#### Text excerpt:
┌──
Wolf faced two former major leaguers -- first baseman Erubiel Durazo and catcher Ben Davis -- who are playing for the New York Yankees' extended spring team. Durazo struck out, and Davis got one of two singles off Wolf.
"I felt great," Wolf said. "It went a lot better than I thought it was going to go. The main thing I wanted to do was basically just go out there and throw strikes and mix my pitches a little bit. Get back into the mode of pitching, setting guys up, and I really felt like I accomplished that."
Wolf threw 19 of 26 pitches for strikes.
"Threw some good change-ups," Wolf said. "Threw my curveball for strikes, fastballs for strikes where I wanted to. That's pretty much all I could ask for right now."
I'm trying to keep my expectations reasonable for Wolf: guys in their first year back from TJ surgery often strugle with their command, and for a pitcher like Wolf who doesn't throw particularly hard, command is the key to everything.
└──
#### Task goal:
Pick up the passage about Wolf's pitching outing after its last sentence and carry it on.

#### Listed entries:
┌──
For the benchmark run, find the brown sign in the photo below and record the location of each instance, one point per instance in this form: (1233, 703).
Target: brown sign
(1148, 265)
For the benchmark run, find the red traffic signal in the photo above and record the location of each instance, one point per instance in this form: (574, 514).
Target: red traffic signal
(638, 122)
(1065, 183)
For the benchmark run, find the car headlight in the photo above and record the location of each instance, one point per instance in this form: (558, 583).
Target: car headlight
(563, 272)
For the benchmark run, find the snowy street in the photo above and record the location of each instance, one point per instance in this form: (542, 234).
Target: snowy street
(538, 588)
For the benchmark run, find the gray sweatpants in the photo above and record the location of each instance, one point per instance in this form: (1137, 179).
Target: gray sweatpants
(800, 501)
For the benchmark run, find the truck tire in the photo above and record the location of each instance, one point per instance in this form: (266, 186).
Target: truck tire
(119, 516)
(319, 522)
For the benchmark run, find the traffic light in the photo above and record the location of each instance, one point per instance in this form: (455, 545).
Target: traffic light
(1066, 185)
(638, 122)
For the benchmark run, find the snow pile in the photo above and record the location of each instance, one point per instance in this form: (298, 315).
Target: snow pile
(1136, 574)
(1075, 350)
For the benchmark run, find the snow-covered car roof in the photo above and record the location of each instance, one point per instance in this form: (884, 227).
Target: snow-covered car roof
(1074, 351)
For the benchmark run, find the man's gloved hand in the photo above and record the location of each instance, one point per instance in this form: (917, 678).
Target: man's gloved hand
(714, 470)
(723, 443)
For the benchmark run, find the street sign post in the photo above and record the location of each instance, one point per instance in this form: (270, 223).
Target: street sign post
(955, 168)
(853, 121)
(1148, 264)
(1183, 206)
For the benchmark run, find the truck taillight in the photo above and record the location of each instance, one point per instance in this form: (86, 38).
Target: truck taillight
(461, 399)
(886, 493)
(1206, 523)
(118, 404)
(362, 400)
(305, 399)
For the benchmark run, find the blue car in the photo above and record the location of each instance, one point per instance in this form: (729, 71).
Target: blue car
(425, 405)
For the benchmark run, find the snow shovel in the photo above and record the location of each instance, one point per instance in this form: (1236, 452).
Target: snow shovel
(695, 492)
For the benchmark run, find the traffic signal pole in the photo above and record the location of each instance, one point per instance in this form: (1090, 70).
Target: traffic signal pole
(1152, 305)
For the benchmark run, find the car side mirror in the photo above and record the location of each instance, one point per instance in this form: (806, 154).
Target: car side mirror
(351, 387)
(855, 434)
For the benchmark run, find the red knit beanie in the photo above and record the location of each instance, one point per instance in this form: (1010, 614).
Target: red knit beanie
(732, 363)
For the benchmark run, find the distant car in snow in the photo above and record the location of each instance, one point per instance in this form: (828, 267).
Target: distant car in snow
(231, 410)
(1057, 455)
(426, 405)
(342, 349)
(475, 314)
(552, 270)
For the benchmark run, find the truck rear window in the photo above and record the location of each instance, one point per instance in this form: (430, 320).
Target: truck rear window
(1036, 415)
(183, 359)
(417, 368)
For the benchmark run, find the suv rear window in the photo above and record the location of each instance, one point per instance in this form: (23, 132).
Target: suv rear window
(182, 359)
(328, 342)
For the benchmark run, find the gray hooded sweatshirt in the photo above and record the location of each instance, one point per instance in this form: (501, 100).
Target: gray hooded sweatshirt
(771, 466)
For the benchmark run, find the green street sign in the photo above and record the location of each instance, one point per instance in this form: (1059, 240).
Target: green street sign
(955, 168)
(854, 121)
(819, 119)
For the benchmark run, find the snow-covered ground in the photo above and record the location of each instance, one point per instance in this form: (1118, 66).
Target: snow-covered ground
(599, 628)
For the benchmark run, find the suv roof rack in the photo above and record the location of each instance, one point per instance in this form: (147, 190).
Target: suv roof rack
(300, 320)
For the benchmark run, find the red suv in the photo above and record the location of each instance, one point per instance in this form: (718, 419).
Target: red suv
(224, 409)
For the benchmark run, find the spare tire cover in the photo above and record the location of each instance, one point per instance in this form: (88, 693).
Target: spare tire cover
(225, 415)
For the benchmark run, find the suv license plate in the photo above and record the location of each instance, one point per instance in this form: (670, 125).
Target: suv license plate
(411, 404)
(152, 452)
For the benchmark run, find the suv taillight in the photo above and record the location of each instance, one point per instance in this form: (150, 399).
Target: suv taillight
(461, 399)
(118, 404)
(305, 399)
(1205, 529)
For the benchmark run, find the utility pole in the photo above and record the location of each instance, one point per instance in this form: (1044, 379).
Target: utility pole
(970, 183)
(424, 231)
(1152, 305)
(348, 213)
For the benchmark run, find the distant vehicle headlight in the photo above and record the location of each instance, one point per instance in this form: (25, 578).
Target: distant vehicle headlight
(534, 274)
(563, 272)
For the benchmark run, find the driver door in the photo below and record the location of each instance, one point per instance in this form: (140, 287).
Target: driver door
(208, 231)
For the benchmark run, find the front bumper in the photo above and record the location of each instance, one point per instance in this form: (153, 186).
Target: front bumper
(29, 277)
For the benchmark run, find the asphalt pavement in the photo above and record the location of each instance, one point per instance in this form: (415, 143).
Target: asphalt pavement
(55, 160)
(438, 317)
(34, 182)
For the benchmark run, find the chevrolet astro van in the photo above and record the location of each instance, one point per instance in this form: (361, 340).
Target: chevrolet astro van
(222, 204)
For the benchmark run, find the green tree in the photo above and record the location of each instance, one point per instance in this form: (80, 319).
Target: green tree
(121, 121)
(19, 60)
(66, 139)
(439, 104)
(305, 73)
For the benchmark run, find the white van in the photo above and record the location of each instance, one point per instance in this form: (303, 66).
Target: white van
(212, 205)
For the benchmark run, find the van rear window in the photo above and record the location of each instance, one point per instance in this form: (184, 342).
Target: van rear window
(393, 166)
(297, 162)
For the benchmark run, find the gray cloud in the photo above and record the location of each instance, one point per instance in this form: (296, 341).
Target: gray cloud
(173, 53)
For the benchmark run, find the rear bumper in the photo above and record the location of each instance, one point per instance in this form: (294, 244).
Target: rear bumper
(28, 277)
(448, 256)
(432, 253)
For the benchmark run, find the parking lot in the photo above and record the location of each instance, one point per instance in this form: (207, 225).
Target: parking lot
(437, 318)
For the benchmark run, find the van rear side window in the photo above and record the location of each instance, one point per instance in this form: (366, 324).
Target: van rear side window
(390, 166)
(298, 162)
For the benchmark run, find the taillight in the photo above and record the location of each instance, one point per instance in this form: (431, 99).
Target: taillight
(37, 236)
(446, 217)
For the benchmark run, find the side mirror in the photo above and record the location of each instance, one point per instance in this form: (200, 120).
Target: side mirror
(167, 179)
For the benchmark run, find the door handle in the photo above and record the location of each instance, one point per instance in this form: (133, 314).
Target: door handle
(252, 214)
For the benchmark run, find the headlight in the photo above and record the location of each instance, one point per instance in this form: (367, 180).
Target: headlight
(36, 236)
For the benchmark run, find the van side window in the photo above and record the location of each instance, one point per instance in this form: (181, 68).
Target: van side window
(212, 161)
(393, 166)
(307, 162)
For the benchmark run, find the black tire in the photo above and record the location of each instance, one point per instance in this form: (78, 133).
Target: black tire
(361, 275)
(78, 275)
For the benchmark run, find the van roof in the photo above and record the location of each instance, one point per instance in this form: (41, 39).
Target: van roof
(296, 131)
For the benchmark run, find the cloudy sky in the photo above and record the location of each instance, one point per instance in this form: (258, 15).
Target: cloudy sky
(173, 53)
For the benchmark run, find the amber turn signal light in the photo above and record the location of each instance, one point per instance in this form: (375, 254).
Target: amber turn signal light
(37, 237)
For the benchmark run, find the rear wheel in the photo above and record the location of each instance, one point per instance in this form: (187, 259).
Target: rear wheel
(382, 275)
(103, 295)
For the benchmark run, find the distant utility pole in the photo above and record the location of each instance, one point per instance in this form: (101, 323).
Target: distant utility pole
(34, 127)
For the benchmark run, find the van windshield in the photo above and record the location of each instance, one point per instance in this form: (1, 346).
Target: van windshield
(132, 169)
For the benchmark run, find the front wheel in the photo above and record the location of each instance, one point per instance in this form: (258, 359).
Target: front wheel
└──
#### Written response:
Still, the guy has been one of my favorite Phillies since he came into the organization in 1997, and I'd love to see him come back and contribute to a stretch run. Given the tendency of pitchers to be "better than ever" in their second year after the surgery, and the $9 million the club is paying Wolf for his rehab this season, I'd be even happier to see him re-up with the Phils for a low base plus a lot of incentives for 2007. A Myers/Hamels/Wolf/Lieber rotation base, with a free agent signee or development from Madson or Floyd, could be pretty strong.